(WHAT YOU WILL DO) Find each line in the items below that contains the word "face", treating uppercase and lowercase as distinct, and copy every such line in full.

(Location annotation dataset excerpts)
──────────────────────────────

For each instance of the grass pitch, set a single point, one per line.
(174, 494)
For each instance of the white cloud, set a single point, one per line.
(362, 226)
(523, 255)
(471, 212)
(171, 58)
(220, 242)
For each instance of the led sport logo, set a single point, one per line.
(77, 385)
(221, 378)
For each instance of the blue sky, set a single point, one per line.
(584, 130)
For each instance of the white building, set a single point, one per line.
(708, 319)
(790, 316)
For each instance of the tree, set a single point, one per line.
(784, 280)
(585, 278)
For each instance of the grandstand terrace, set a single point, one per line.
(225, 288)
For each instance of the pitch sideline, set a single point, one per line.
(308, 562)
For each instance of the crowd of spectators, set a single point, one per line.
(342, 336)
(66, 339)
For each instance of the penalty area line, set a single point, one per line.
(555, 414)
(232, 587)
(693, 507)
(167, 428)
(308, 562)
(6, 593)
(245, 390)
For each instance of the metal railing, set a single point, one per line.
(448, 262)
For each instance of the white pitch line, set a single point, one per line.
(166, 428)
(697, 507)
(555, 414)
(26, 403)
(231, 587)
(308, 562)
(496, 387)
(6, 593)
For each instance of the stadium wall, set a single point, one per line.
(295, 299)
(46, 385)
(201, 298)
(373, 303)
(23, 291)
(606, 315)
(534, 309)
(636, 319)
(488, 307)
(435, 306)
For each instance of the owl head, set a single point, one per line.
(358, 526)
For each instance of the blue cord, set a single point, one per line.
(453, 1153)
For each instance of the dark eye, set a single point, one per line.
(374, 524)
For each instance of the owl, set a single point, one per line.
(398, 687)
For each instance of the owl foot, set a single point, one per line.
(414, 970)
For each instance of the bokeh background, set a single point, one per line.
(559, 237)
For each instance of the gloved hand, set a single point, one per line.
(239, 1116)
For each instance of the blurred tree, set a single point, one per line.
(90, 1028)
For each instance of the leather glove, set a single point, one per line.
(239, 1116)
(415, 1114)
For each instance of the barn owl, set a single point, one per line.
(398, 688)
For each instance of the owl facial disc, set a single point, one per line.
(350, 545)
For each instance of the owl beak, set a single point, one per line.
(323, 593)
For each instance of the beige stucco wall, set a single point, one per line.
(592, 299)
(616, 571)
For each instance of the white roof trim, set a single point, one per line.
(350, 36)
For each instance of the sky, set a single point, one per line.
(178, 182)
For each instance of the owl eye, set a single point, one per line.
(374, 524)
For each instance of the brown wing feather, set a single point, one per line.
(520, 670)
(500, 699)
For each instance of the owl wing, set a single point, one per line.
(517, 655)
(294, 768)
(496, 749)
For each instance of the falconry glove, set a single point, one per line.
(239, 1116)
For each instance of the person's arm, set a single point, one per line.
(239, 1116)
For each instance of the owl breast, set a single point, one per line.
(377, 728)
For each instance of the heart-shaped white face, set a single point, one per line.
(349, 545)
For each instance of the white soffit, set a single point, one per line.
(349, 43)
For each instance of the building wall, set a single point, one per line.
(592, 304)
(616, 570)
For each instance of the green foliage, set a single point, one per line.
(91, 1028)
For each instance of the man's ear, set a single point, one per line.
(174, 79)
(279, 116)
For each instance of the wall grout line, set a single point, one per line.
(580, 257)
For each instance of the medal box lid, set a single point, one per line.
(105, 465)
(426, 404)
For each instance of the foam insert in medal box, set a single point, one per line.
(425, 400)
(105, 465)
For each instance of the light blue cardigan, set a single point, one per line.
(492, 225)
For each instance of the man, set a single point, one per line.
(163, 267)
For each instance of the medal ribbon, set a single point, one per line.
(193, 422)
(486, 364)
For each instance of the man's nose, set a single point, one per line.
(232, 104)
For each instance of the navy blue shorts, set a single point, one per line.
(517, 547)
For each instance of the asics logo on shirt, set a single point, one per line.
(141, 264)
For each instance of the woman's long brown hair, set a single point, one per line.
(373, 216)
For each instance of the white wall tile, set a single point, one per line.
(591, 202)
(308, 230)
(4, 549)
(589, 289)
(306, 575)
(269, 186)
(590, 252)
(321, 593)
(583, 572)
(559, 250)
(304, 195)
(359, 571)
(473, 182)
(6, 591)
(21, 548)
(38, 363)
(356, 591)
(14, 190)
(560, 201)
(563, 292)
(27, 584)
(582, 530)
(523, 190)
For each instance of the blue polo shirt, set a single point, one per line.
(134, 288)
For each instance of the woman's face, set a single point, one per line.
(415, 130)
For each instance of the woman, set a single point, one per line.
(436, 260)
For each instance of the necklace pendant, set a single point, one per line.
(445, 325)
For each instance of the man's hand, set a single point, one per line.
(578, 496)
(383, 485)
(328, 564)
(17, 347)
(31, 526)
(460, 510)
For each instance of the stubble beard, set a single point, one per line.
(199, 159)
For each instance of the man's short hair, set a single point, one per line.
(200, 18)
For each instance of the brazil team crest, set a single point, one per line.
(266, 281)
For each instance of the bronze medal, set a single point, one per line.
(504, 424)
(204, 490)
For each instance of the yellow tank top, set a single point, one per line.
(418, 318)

──────────────────────────────

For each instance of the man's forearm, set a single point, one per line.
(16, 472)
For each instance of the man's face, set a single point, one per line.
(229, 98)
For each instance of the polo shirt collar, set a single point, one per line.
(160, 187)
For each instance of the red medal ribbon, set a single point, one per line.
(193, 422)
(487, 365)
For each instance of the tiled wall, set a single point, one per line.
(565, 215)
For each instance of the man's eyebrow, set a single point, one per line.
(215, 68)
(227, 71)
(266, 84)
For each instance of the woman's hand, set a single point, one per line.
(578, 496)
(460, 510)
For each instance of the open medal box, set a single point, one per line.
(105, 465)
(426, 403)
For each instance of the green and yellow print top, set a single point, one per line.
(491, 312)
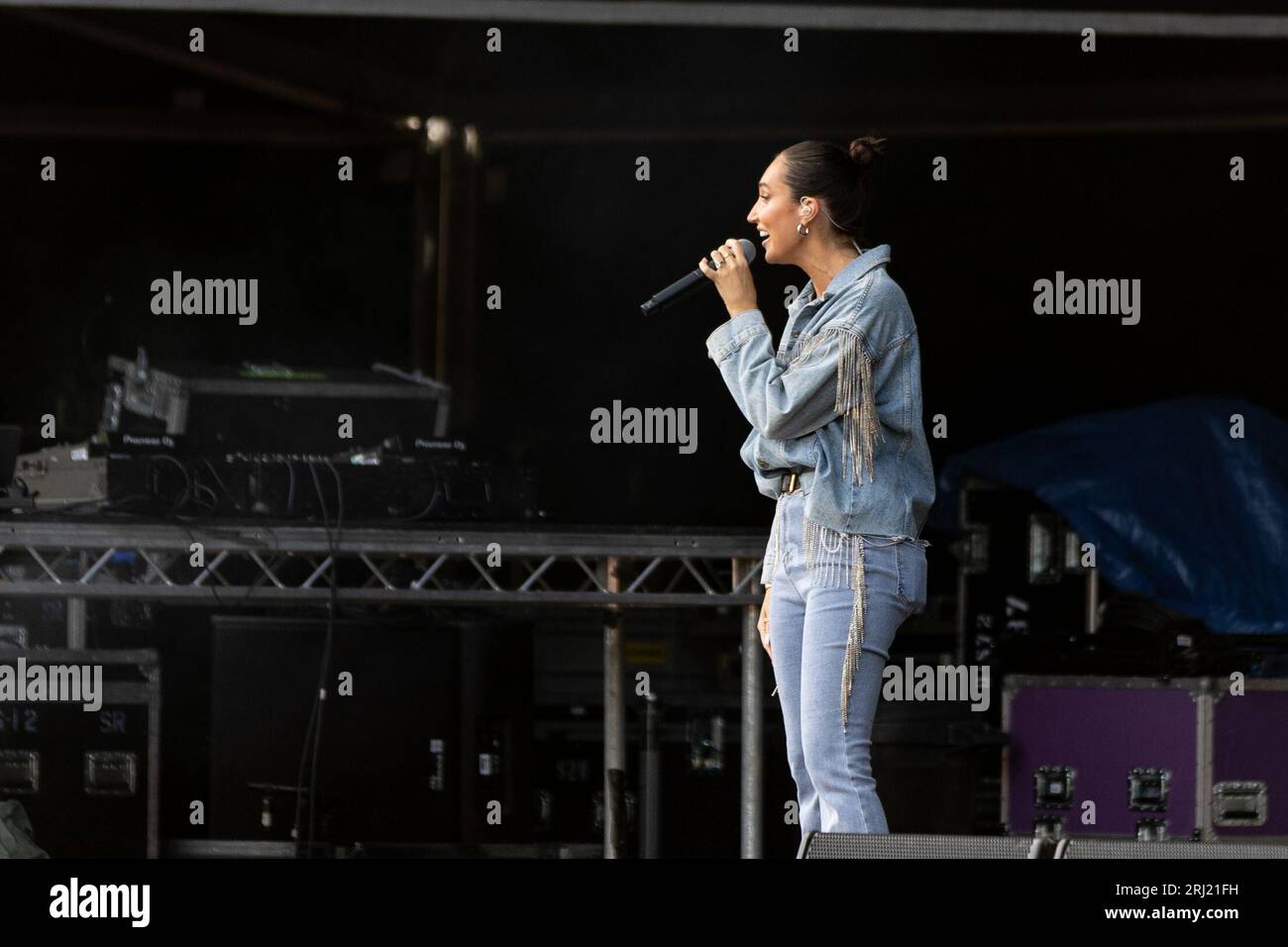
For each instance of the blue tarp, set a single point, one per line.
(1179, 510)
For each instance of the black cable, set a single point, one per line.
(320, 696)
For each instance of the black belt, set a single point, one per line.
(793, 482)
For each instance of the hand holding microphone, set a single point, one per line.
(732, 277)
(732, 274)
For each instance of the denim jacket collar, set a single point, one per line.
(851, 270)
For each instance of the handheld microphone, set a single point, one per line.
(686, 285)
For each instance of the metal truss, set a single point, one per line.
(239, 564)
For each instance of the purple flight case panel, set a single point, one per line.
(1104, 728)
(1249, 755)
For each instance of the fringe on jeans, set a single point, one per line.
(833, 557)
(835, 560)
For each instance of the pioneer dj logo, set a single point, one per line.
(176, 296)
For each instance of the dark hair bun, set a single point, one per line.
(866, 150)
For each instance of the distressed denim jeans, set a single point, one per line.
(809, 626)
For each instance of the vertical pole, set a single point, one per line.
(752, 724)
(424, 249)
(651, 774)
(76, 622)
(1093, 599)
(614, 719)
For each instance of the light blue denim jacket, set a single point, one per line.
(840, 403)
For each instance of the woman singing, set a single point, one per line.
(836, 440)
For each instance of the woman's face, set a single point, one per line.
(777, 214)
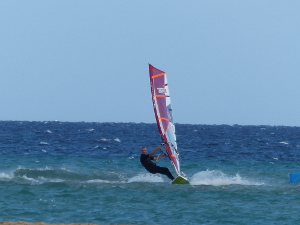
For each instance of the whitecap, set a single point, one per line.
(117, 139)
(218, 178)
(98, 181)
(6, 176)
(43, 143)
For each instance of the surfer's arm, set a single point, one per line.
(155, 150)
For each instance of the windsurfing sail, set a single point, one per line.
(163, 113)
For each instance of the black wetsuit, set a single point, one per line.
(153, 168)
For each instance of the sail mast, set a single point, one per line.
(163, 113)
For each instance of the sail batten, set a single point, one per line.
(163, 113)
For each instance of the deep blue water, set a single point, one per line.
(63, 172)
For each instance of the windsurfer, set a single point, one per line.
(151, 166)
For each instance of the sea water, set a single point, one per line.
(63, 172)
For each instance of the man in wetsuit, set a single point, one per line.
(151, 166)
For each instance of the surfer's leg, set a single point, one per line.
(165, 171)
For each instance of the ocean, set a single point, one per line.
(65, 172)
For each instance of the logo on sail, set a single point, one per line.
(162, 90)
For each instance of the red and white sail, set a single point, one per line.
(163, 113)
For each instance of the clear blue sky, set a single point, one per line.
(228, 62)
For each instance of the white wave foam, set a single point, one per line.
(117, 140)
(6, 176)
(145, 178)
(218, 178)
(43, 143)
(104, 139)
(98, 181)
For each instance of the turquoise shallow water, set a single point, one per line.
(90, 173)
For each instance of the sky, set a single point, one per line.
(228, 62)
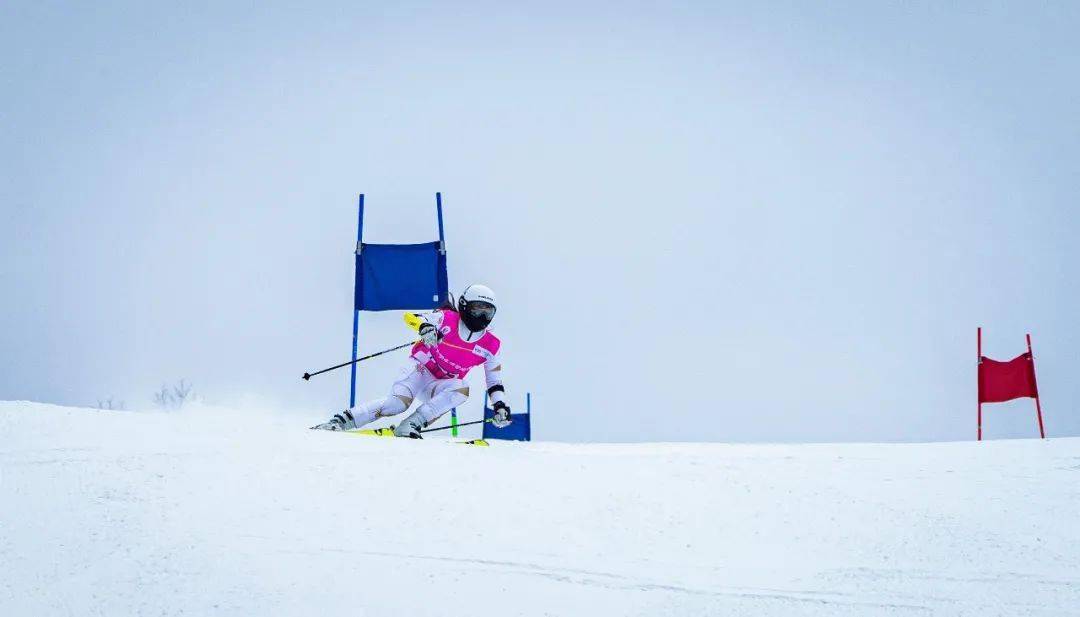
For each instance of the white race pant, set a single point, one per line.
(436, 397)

──────────────────────────────

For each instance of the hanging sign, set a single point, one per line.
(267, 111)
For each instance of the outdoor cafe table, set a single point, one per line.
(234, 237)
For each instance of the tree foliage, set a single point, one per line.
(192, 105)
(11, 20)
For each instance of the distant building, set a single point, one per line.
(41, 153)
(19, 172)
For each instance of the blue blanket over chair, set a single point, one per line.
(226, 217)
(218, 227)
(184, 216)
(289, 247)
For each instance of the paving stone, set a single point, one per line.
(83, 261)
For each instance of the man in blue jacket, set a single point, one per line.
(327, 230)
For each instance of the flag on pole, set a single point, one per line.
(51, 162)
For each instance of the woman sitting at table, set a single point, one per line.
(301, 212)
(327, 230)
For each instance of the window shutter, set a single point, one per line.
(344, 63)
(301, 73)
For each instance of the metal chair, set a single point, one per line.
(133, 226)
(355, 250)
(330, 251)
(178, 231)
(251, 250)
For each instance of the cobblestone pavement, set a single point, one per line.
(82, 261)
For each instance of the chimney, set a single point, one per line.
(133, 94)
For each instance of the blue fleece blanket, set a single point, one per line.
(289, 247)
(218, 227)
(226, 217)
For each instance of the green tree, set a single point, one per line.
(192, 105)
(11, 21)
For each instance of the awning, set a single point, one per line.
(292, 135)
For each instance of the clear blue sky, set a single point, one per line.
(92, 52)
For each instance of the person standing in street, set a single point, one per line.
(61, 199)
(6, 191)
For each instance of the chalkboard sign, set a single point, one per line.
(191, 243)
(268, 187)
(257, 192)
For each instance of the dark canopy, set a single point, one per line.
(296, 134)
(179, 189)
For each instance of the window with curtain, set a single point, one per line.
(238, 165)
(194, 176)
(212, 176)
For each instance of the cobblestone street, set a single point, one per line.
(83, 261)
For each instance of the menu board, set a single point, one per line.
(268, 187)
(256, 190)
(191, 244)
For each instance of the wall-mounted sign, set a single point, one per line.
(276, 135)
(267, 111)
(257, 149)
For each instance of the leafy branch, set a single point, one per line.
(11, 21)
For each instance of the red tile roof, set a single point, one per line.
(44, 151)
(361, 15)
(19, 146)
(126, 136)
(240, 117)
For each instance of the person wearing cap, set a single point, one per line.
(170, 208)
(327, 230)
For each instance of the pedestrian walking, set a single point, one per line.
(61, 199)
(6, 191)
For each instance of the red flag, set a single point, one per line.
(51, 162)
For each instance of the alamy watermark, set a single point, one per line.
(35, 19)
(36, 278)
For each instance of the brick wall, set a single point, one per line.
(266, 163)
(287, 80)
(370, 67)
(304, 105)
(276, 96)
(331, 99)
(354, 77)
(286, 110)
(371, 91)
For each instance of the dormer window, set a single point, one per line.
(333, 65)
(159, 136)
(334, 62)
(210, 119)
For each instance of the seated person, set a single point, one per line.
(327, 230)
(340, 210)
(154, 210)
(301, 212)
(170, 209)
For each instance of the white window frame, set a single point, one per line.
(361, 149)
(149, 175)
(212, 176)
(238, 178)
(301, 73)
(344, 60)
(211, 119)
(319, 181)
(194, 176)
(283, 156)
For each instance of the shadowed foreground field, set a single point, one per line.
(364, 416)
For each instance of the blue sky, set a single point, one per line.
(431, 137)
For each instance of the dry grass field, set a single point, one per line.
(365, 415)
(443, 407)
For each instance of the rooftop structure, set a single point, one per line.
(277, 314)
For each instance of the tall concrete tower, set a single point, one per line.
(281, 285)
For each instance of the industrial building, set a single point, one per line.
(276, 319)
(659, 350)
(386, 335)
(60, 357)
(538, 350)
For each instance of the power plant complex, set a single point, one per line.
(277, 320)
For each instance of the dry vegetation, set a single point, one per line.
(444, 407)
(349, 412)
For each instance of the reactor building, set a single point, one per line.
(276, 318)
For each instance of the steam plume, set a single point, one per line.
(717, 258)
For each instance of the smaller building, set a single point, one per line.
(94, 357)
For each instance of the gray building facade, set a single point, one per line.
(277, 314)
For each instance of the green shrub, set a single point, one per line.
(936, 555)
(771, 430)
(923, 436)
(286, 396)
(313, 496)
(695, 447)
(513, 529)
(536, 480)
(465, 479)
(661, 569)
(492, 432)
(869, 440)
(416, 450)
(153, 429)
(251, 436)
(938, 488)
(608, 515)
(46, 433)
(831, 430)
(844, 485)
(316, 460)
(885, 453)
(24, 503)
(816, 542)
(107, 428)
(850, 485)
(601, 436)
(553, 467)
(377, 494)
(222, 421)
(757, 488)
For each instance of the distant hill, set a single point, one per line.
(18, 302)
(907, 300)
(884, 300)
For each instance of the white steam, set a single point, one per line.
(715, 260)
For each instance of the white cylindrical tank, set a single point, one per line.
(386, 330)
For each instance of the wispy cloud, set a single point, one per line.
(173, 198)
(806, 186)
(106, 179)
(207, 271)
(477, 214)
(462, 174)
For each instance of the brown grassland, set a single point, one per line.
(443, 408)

──────────────────────────────

(TASK OUTPUT)
For each instance of the heart-shaped white face, set a single point, one per line.
For each instance of the woman's face, set a single point, one per line.
For each instance of the man's face, set a single point, one per line.
For each instance of the woman's face, set a single point, one per line.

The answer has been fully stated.